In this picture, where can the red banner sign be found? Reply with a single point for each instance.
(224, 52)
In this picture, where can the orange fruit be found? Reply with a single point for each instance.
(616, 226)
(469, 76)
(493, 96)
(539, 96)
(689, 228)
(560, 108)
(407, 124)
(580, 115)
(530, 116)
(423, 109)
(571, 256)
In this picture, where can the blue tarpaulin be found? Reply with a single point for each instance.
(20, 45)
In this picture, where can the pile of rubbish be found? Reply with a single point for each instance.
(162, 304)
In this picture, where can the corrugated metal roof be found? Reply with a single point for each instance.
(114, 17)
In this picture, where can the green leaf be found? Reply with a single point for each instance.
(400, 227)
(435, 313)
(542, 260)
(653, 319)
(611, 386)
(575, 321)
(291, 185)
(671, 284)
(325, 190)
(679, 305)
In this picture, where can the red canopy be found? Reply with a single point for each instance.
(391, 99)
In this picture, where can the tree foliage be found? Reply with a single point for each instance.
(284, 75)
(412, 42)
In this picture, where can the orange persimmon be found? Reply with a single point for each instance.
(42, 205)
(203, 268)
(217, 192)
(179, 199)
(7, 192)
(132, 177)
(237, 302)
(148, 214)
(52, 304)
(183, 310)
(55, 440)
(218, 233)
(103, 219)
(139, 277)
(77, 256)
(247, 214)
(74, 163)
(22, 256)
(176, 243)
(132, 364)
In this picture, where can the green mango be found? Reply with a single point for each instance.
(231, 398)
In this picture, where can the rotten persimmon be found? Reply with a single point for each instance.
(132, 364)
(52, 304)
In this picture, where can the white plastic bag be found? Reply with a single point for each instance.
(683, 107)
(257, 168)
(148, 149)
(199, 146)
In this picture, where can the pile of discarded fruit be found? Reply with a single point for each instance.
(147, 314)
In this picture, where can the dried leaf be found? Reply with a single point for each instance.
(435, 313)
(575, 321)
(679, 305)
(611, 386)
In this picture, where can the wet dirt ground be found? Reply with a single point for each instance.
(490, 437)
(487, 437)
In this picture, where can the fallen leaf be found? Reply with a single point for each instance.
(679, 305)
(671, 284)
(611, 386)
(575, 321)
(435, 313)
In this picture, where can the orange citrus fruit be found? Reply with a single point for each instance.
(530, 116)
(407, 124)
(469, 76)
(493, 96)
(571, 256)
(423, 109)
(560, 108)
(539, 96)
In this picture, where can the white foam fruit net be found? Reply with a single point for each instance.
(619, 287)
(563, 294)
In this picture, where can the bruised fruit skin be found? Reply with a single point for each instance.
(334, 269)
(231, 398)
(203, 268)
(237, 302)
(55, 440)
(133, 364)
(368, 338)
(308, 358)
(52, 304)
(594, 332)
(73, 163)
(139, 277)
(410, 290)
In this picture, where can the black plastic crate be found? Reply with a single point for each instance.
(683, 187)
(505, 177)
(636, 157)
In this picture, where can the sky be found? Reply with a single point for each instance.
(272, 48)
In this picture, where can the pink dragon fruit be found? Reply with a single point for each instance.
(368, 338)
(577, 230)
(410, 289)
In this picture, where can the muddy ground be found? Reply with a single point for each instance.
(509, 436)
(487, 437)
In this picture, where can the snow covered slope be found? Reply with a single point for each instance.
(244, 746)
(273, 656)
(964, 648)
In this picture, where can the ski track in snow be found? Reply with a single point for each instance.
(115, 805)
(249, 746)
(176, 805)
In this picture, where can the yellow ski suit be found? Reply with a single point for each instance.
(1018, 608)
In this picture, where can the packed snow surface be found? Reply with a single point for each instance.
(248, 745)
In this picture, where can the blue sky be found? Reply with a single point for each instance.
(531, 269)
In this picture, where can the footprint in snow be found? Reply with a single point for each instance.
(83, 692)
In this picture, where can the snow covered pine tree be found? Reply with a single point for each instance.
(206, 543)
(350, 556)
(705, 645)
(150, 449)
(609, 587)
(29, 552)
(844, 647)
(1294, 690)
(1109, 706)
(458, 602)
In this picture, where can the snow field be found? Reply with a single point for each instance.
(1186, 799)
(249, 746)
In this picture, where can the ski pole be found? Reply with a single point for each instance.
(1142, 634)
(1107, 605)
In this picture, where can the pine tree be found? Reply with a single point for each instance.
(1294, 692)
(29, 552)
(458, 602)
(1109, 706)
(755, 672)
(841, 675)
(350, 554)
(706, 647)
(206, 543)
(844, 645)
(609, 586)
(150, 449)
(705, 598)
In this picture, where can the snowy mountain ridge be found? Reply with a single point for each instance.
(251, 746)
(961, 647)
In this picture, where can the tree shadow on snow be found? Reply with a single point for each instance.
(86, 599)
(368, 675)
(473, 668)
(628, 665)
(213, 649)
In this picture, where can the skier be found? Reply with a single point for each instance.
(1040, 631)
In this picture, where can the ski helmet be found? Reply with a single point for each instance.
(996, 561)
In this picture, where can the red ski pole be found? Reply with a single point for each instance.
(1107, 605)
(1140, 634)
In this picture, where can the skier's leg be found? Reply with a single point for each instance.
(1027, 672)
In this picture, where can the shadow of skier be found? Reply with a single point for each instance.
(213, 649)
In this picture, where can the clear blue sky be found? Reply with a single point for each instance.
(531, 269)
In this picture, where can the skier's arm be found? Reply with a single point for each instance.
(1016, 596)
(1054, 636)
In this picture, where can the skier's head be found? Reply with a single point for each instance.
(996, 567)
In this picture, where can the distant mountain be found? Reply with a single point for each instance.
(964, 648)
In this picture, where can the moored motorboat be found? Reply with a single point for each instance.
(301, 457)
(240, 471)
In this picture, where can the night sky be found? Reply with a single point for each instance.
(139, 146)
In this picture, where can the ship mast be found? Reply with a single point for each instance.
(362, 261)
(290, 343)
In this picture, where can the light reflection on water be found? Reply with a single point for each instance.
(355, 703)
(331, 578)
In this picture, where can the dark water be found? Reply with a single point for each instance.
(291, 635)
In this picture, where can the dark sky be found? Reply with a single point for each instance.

····················

◆ To be done ◆
Copy out every one of the records above without any alteration.

◆ Answer below ◆
In this picture, where can the red banner sign be found? Reply with a single point for each instance.
(224, 52)
In this picture, where can the orange fruit be found? Reply with a single point for each instance.
(616, 226)
(469, 76)
(493, 96)
(539, 96)
(689, 228)
(560, 108)
(407, 124)
(580, 115)
(530, 116)
(423, 109)
(571, 256)
In this picture, where can the blue tarpaulin be found? Reply with a single point for each instance.
(20, 45)
In this picture, where can the pile of rubbish be found? Reply with a single point for each instance.
(162, 304)
In this picture, where can the corrugated metal roof be found? Reply with a single point for each instance.
(114, 17)
In this picture, where can the green leaf be found? Reply with a single point for each instance.
(400, 227)
(435, 313)
(542, 260)
(653, 319)
(611, 386)
(575, 321)
(291, 185)
(671, 284)
(325, 190)
(679, 305)
In this picture, where can the red canopy be found? Reply with a single point for each instance.
(391, 99)
In this picture, where can the tree foliage be found? Reply with a single point for each instance.
(284, 75)
(412, 42)
In this picture, where can the orange persimmon be found? Reply with a single point for each instance.
(42, 205)
(203, 268)
(217, 192)
(179, 199)
(7, 192)
(132, 177)
(237, 302)
(148, 214)
(52, 304)
(183, 310)
(55, 440)
(218, 233)
(103, 219)
(139, 277)
(77, 256)
(247, 214)
(74, 163)
(22, 256)
(176, 243)
(132, 364)
In this picture, where can the green mango be found? Reply with a single point for each instance.
(231, 398)
In this picture, where can the rotten persimmon be found? Reply with a single point for each instance.
(132, 364)
(52, 304)
In this picture, where can the white plastic bag be found? Reply with a single point for each instance.
(683, 107)
(257, 168)
(148, 149)
(199, 146)
In this picture, where can the pile of discarded fruit be found? Reply with a single point for each instance.
(147, 314)
In this picture, where can the dried leaf be found? Reply with a single point for each instance.
(435, 313)
(575, 321)
(679, 305)
(611, 386)
In this picture, where can the wet dirt ground be found? Reply with a single point for each instance.
(490, 437)
(487, 437)
In this picture, where can the fallen leaf be found? Reply with a single point for each instance.
(679, 305)
(671, 284)
(611, 386)
(575, 321)
(435, 313)
In this picture, where can the orange citrus fruit be found? Reply with a single point for each instance.
(530, 116)
(407, 124)
(469, 76)
(493, 96)
(571, 256)
(423, 109)
(560, 108)
(539, 96)
In this picture, where can the white foam fruit net be found? Reply with a single point for each instance.
(619, 287)
(563, 294)
In this picture, where can the bruised fruit skin be found? Reply with a single point for each instance.
(334, 269)
(231, 398)
(203, 268)
(237, 302)
(55, 440)
(133, 364)
(368, 338)
(308, 358)
(52, 304)
(594, 332)
(73, 163)
(139, 277)
(410, 290)
In this picture, where can the black plastic crate be found? Reply with a single point for each instance.
(683, 187)
(505, 177)
(636, 157)
In this picture, where can the sky be found? Reply with a single point for each instance.
(272, 48)
In this picture, where can the pink dragon fruit be found? Reply with a single point for each instance.
(368, 338)
(577, 230)
(410, 289)
In this picture, where can the muddy ground be found? Reply with a single point for each instance.
(509, 436)
(487, 437)
In this picture, where can the snow covered slope be found? Reply with a single point for each instance.
(244, 746)
(273, 656)
(964, 648)
In this picture, where can the ski track in snow be found? Reply with a single point for each instance.
(115, 805)
(249, 746)
(176, 805)
In this picture, where can the yellow ski suit be found? Reply with a single point for each instance.
(1018, 608)
In this picture, where can the packed snow surface be found? Reply with a single point for each instance.
(248, 745)
In this picture, where can the blue sky be found? Reply with a single point for each instance.
(531, 269)
In this picture, where can the footprint in snow be found? Reply with a single point for each instance.
(83, 692)
In this picture, where can the snow covered pine tree be found? Reply with a single point for each instance.
(206, 543)
(350, 556)
(705, 645)
(150, 449)
(609, 587)
(29, 552)
(844, 647)
(1294, 690)
(1109, 706)
(458, 602)
In this picture, where can the snow field be found? Reply with a single point for each instance.
(1186, 799)
(249, 746)
In this picture, where can the ski pole be found? Reply with a single point for each instance.
(1142, 634)
(1107, 605)
In this picture, where can the pine tree be found? Reply with a single point for each instance.
(1294, 692)
(29, 552)
(458, 602)
(1109, 706)
(755, 672)
(841, 675)
(350, 554)
(706, 647)
(206, 543)
(844, 645)
(609, 586)
(150, 449)
(705, 598)
In this picture, where can the snowy mountain ridge be found? Reply with a single point for each instance.
(251, 746)
(961, 647)
In this picture, where can the tree shadow on snow be found? Reply with a single point for each instance.
(86, 599)
(368, 675)
(473, 668)
(628, 665)
(213, 649)
In this picture, where can the skier be found? Reply with a single point for each instance.
(1040, 631)
In this picture, where can the ski helmet be found? Reply with a single point for each instance.
(996, 561)
In this picture, where can the red ski pole be found? Reply with a single point for each instance.
(1107, 605)
(1140, 634)
In this picture, where can the skier's leg be found? Reply with a single point for each instance.
(1027, 672)
In this picture, where can the shadow of skier be found? Reply with a single point for each instance.
(213, 649)
In this picture, where can the clear blue sky be found? Reply with a single point for each instance.
(531, 269)
In this picture, where can the skier's arm be found? Reply with a single point for each instance.
(1016, 596)
(1054, 636)
In this picture, where can the skier's head be found? Reply with a single point for each instance.
(996, 567)
In this picture, where can the distant mountain be found? Reply with a single point for each instance.
(964, 648)
In this picture, where can the moored motorboat be found? Reply with a single point for each instance.
(301, 457)
(240, 471)
In this picture, where can the night sky be found? Reply with a single point for each instance.
(139, 146)
In this picture, where can the ship mast be found? Reply with a single point for each instance.
(362, 261)
(290, 343)
In this picture, where can the light reflection on water be found? Reply with a single point for each instance.
(355, 703)
(331, 578)
In this picture, where can the dark water be found? Reply with a single point for each instance.
(291, 635)
In this picture, where can the dark sky be found? Reply with a single point for each instance.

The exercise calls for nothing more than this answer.